TO-DO LIST |
A – Copy the Audi B6 build post word for word, starting with "My current Denim" and going on through "leave for work.".
B – Carry the Audi B6 build post forward from its last sentence, before the data that follows it.

PASSAGE |
━━━━━━

B6 420-TS - The Build

Hey guys!

I’ve just fallen back into B6 ownership, and this will be my third B6.

I’m a fan of the B5, though I have a soft spot for the B6, especially in Avant guise. I previously owned a 3.0 Avant Quattro Tip SE, and made it mine, with a colour change from dark blue metallic, to Ibis White, with a genuine Vortex kit, I prefer it to the more common Ultra Sport. The kit is no longer available, I purchased the last kit from Germany, via my UK dealership. [:)]

I also fitted a set of genuine Audi A8 D8 8.5"x18" Fat Fives.

This was followed by a 1.8T (163) Avant Quattro 5-MT SE, in Ice Blue Metallic. Kept totally stock, as I never really “bonded” with this car.

My just sold B5 was a 4.2 V8 40V swap, using the 340hp motor from my old 2005 D3 4.2 Quattro Sport, a first as far as I’m aware, using a D3 motor. That was my 5th V8 swap, my first was done back in 2009, which spawned a craze for B5’s, with a V8 rumble.

My newly-purchased B6 has engine issues, which the seller is not sure of. Not a big deal. I will be doing a 6MT 01E swap, using the 01E from a 2000 B6 A4 2.5 TDI Quattro. It’s being delivered on Thursday, then I’ll assess the non-start issues. If the motor’s dead, for convenience, I’ll throw in another 3.0 V6, though my plan is to toss a 4.2 V8 40V, from a D3 A8 into the engine bay.

Why not buy a B6 S4? My answer is simple. Reliability. The chain-driven 079-series V8 motors, is one of Audi’s modern day disasters. Toss scored cylinder bores into the mix, and you have a ticking time bomb. Oh yes, I’ve owned a 2005 B6 S4 Cabriolet, and I know what that was like. Ugh.

I will be updating things as I go along, the car has the original 7"x16" alloy wheels, which look pretty tiny, with the Votex kit. I will also be adding some genuine B6 S4 door blades.

My Dark Blue B6 3.0 Avant Quattro SE Tip, pre-Votex, Fat Fives and colour change:





My Ibis White B6 3.0 Avant Quattro SE Tip:





My Ice Blue Metallic B6 1.8T Avant Quattro SE 5MT:





My current Denim Blue Metallic B6 3.0 Avant Quattro Sport Tip:







Some of my chronology may be out of whack. This is because this project has started quite some time ago, and I’m copying and pasting what’s been done so far, so please bear with me.

The car was delivered this morning, just before 08:00 hrs. I was just about to leave for work.

Pretty clean, a depression in the rear bumper, left-hand side, about the size of a dime. I’ll get that fixed. It’s also missing a jacking point cover on the Votex skirt, left rear. Surprisingly, it’s still available from Audi, I expected it to be NLA.

━━━━━━

SUPPLIED DATA |
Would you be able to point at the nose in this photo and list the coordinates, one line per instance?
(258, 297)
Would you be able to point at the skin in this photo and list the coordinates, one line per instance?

━━━━━━

FINAL RESULTS |
A –
My current Denim Blue Metallic B6 3.0 Avant Quattro Sport Tip:







Some of my chronology may be out of whack. This is because this project has started quite some time ago, and I’m copying and pasting what’s been done so far, so please bear with me.

The car was delivered this morning, just before 08:00 hrs. I was just about to leave for work.

B –
I purchased a brand new battery from Audi too, tried starting it tonight. Just “click”. The starter motor is certainly drawing current, which suggests the motor is locked. Sounds like the timing belt’s bust. I can either pull the heads, and replace bent valves, or just get another 3.0 ASN / AVK and throw it in for now. My V8 swap won’t be happening until summer. Too cold to start it now, and building a V8 from the ground up, takes time…

With a snapped timing belt, I couldn’t really be bothered to pull the heads. My time is valuable, and if the carnage is worse than I thought, and any of the valves have snapped, the pistons would be a mess.

Since I want to swap in a built 077-series 4.2 V8 40V, to run boost, I’ll also be swapping the stock Tiptronic for an 01E 6-speed. I don’t want to fit the V8 just yet, as the weather’s changing, and building any naturally-aspirated motor to run boost will take time, and carefully selected parts, if done properly. I don’t want to stack gaskets.

I’m most likely going to purchase a complete B6 3.0 Quattro 6-speed manual, and simply yank out the motor and 01E, and shove it into B6 420-TS. At least, I can run the car as it is then, until summer.

I have measured the B6’s engine bay for length. It’s longer than that of the B5, that’s for sure, and I’ve managed to stuff V8 32/40V motors into those.

I washed the car today, so I could assess the paintwork. It was really filthy, and I wasn’t sure what I was going to find under all that grime. It’s actually pretty good. I might get a lower half paint, though, from the door mouldings down to the skirts.

The factory Votex kit is pretty good, I prefer it to the more common Ultrasport. The left-hand skirt was missing a jacking point cover at the rear, and it bugged me each time I looked at it. I called up Audi, to enquire about a replacement. Surprisingly, it was available as a separate part. The actual Votex kit is NLA, I purchased the last kit from Germany back in 2011, when I built my Ibis White car.

It’s supplied in grey primer, ready for paint. I also purchased a paint kit from Audi too, which is essentially a twin-pack. Base and clear coat, and after painting the cover, and letting it dry, I fitted it, so all good.

If this car was just a stock SE or Sport, without the Votex kit, I would have gone the B7 RS4 route. The panels, bumpers, skirts, grille and all that’s required are cheap enough, certainly cheaper than the same for the B5, by at least £3,244. But, I actually prefer the exclusivity of the original Votex cars, which are becoming increasingly rare. The Votex kit precedes the Ultrasport by at least 2 years, being mostly fitted to early B6 3.0 and a handful of 2.5 TDI V6 models.

Some pictures, after a darn good shampoo, dry and wax:
























Short-term plans, are…


OEM B6 S4 grille.
OEM B6 S4 door blades.
OEM Seat Leon Cupra R front lip - matches the profile of the B6’s Votex front lower bumper perfectly.
OEM Audi 8.5"x18" wheels, similar design to what’s currently on the car, but powder coated Pearl White.
OEM B6 Xenon headlamps.


OEM B8 S-Line leather interior, or from the current A3 Sport.
OEM B6 A4 instrument cluster, with colour DIS.
RNS-E / Audi Navigation Plus.
Carbon fibre belt line trim.
OEM B6/7 electric rear blind, or retrofit one from a B6 Volkswagen Passat Variant.
B7 ESP, FUNK and rear blind switches, and matching blanks, to lose the cup holder.

I’ve just pulled the trigger on another Audi.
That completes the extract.